Scale the data below: begin at the start and stop after the line containing "[[112, 91], [354, 185]]". Copy every line in full, but multiply each [x, y] coordinate in the answers by 0.45 and round to whole numbers, halves up, and leave the pictures out.

═══ TASK MATERIAL

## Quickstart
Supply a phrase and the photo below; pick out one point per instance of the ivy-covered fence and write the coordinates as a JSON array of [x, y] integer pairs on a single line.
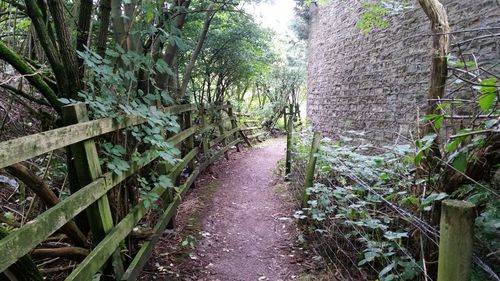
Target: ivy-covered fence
[[360, 214], [216, 131]]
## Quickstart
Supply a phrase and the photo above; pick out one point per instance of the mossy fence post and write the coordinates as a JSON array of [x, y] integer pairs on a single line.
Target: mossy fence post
[[456, 240], [204, 136], [88, 169], [234, 125], [289, 142], [311, 167], [220, 125]]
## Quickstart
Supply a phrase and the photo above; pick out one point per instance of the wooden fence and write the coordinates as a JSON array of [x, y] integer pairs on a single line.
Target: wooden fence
[[92, 196]]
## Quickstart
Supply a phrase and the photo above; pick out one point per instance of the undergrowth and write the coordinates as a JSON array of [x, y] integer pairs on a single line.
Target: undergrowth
[[365, 206]]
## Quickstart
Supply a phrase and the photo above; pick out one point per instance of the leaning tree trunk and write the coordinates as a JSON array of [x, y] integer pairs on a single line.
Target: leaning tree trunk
[[440, 42], [23, 270]]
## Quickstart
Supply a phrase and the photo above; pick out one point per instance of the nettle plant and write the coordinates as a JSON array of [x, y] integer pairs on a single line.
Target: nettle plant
[[112, 91], [354, 185]]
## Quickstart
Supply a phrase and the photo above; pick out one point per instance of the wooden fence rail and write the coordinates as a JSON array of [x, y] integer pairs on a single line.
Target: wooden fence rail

══════

**TASK ANSWER:**
## Quickstart
Supply a phrase and the photo below; pick out one point per instance of the ivy-covered fence and write the coordinates as a JSON array of [x, y] integer pairs on a single line.
Target: ivy-covered fence
[[162, 96], [97, 59]]
## Quickstart
Supply a phrase and the photo above; pick out one point per instance of the mossy fence post and write the coordinates as a JSON array of [x, y] integer pairs on a single line.
Target: mossy fence post
[[205, 108], [92, 61], [40, 76], [105, 56], [130, 64], [140, 75], [99, 56]]
## Quickstart
Supply a phrase and the photo above; pick out one point per instance of the wooden fence and write the coordinates as a JSON array of [x, y] integer pairs on a single line.
Target: wooden fence
[[41, 88]]
## Quickstart
Supply a phrase and the photo above; pick out one point per instance of the undergrowth and write the coordinates as a JSON array of [x, y] integer pairs on a single line.
Target: undergrowth
[[164, 93]]
## Quickstart
Supply a phrase and the photo above; pick out one point per instance of the leaning tree trunk and write the coordinates as a JSON array of [x, y] integer pairs on a single line.
Target: leaning tree trunk
[[198, 19], [10, 122]]
## Quickstart
Supply a phrase and the photo above; pick out one point per instance of the nettle plant and write the coordinates as a JSON array of [x, y] integer pairs on a single line.
Target: nettle plant
[[50, 41], [159, 83]]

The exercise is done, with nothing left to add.